#### Instructions for the task
Each record should be given back exactly, with none missing.

BEGIN Exercise data

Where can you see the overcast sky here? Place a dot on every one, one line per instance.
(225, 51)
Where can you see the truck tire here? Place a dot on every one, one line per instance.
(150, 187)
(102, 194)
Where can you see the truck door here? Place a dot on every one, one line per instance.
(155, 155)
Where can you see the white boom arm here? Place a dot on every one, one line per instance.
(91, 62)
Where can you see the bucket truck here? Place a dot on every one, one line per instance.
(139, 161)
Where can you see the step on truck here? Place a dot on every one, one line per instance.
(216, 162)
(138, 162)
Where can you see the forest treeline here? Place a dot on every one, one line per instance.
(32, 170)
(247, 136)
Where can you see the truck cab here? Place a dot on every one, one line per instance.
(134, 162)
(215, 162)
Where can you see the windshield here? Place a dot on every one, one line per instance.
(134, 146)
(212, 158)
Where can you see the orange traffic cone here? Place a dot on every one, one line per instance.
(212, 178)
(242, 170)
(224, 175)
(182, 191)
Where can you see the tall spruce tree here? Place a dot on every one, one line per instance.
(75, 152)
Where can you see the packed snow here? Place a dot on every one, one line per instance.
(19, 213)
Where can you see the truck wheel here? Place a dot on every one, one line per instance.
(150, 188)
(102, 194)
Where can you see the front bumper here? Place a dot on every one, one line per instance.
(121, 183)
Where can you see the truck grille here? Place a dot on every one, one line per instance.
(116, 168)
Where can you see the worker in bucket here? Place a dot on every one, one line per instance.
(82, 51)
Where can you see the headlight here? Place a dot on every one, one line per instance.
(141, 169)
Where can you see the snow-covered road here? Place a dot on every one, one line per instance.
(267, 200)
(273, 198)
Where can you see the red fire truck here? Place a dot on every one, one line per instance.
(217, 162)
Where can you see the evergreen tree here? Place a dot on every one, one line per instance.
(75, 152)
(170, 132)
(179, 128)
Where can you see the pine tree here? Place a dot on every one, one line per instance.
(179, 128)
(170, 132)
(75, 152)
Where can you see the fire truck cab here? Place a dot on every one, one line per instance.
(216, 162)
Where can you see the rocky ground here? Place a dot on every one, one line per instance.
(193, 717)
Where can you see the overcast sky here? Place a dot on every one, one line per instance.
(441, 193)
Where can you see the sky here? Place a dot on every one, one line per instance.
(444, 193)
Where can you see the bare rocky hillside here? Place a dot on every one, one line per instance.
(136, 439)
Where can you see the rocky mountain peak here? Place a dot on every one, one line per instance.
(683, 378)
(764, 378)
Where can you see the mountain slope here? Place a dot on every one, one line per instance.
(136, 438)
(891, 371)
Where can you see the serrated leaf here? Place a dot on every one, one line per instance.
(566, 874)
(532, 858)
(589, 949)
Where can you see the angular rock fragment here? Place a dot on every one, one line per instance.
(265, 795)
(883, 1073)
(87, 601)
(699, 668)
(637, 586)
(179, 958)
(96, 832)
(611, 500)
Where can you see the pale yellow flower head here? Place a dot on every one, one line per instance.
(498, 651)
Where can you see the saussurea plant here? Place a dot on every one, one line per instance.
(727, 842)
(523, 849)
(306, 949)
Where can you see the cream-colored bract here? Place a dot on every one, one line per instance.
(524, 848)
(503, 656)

END Exercise data

#### Solution for this task
Where can you see the overcast sky here? Place a dot on every one, one line per instance.
(225, 51)
Where can you see the truck tire here? Place a dot on every one, one line per instance.
(150, 187)
(102, 194)
Where can you see the truck door here? Place a dot on every one, one line per instance.
(155, 155)
Where can you see the white boom arm here? Place a dot on every one, one line per instance.
(91, 62)
Where can you see the bucket truck here? Place a dot on every one, one line per instance.
(139, 161)
Where can you see the step on truck here? Place a dot on every one, one line per instance.
(216, 162)
(138, 162)
Where can you see the forest treeline here? Place a dot on every one, one line per instance.
(32, 170)
(247, 136)
Where can you see the truck cab here? Place a dot on every one, one line per instance.
(134, 162)
(215, 162)
Where can you see the windshield here? Place a dot on every one, one line per instance.
(134, 146)
(212, 158)
Where can you see the orange traffic cone here? Place a dot on every one, one line per instance.
(212, 178)
(242, 170)
(224, 175)
(182, 191)
Where can you see the tall spruce tree here? Place a dot on every one, one line per instance.
(75, 152)
Where can you see the packed snow here? Place a dot on every one, one line per instance.
(19, 213)
Where can you see the truck wheel here? Place a dot on every one, one line per instance.
(150, 188)
(102, 194)
Where can you see the front bumper here? Place a dot on every one, one line per instance.
(121, 183)
Where can you see the truck grille here? Place a dot on every one, one line per instance.
(116, 168)
Where can you see the worker in bucket here? Place a dot on every one, one line per instance.
(82, 51)
Where can you see the headlight here? Place a dot on every one, one line per instance.
(141, 169)
Where can you see the snow-covered road here? Place a dot on every one, one line per instance.
(267, 200)
(273, 198)
Where can you see the red fire truck here? Place a dot on every one, one line per instance.
(217, 162)
Where can you see the evergreen tree here? Place a dot on every one, one line per instance.
(75, 152)
(170, 132)
(179, 128)
Where can you see the pine tree here? Place a dot on every one, one line per instance.
(179, 128)
(170, 132)
(75, 152)
Where can you see the fire truck cab here? Place a dot on every one, one line per instance.
(216, 162)
Where can you see the rocky ground here? Place a dot on every one, one line per instance.
(193, 717)
Where can you see the overcast sky here? Place a dot on every one, one line per instance.
(441, 193)
Where can you see the sky here? Place a dot on every one, one line per instance.
(444, 193)
Where can you see the bare rocky hillside here? Place a dot on every one, one line per instance.
(136, 439)
Where can you see the rocky mountain peak here? Place a dot on every one, one line per instance.
(683, 378)
(764, 378)
Where can you see the mountain slope here? Place a dot on every one, one line per instance.
(136, 438)
(891, 371)
Where can you see the serrated leaf here? Place a dot on every one, one line per instance.
(566, 874)
(532, 858)
(589, 949)
Where can you see the angular rock fragment here? Place a dot on every one, one line per instance.
(265, 795)
(883, 1073)
(87, 601)
(699, 668)
(637, 586)
(179, 958)
(96, 832)
(611, 500)
Where can you see the pale yellow flower head here? Place a dot on every one, one line per instance.
(498, 651)
Where can you see the saussurea plant here? Place a dot on every one, one line per instance.
(727, 842)
(523, 849)
(306, 949)
Where can you see the cream-colored bract here? Place a dot on every one, one line per instance.
(524, 848)
(503, 656)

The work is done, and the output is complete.